PROBLEM DETAILS: Find "Question. Provide the position of each instance of the frozen" in the data below; transcribe the line it appears on and each line after it, exactly, to the end, and nothing else.

**** PROVIDED INFORMATION

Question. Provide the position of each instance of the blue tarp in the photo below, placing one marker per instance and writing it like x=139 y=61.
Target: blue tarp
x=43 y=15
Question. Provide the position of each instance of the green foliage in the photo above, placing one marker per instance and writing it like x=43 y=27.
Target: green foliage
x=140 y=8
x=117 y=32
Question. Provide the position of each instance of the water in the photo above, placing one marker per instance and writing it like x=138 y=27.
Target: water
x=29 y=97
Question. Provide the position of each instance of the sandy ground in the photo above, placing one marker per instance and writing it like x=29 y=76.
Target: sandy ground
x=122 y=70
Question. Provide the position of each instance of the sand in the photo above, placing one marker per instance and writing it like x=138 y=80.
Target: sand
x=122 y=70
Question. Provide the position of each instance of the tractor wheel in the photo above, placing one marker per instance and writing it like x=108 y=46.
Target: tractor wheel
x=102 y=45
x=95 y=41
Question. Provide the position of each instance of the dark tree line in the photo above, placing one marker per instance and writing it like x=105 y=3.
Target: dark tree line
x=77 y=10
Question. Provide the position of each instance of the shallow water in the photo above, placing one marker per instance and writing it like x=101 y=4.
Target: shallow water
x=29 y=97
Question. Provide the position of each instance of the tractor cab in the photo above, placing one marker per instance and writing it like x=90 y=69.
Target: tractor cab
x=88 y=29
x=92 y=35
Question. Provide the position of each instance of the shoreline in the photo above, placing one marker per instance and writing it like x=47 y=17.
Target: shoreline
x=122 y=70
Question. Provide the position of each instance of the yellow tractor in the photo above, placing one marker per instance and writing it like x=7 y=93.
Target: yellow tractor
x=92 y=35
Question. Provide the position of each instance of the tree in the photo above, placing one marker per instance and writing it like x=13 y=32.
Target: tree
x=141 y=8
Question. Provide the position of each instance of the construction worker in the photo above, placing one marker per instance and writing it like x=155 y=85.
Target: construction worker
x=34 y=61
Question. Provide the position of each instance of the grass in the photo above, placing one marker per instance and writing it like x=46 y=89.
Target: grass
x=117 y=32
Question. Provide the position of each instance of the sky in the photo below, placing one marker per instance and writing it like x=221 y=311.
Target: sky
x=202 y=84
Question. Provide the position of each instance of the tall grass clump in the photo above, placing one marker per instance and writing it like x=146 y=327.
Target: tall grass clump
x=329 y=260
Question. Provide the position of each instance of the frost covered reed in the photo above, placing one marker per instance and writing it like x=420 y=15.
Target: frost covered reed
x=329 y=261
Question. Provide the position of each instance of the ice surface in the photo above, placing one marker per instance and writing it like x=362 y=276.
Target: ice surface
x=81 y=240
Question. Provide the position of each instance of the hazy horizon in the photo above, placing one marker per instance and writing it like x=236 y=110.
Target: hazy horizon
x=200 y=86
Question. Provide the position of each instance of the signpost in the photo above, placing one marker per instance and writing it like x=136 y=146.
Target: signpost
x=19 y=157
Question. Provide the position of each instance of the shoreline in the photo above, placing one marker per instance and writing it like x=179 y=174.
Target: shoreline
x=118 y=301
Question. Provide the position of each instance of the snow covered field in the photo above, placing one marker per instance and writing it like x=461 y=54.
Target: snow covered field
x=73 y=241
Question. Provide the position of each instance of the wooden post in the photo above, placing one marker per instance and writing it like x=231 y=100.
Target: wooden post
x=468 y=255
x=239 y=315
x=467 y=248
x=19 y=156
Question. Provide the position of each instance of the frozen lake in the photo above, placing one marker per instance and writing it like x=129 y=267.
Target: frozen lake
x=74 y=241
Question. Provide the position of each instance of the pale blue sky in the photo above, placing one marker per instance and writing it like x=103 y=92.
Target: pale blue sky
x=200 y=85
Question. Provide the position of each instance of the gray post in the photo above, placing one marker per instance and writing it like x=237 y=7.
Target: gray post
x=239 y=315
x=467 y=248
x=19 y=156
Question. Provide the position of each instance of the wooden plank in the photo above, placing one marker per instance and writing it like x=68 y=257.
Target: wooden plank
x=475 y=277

********

FINAL RESULT:
Question. Provide the position of each instance of the frozen lake in the photo above, placing one marker per instance and writing it like x=129 y=267.
Target: frozen lake
x=74 y=241
Question. Provide the position of each instance of the pale blue sky in the photo above, placing one marker per instance and writing it like x=103 y=92.
Target: pale blue sky
x=200 y=85
Question. Provide the position of each instance of the gray post in the photo above, placing one marker per instance and writing it like x=237 y=7.
Target: gray post
x=239 y=315
x=467 y=248
x=19 y=156
Question. Provide the position of each instance of the wooden plank in the photo above, placing one marker per instance and writing it like x=68 y=257.
Target: wooden plank
x=475 y=277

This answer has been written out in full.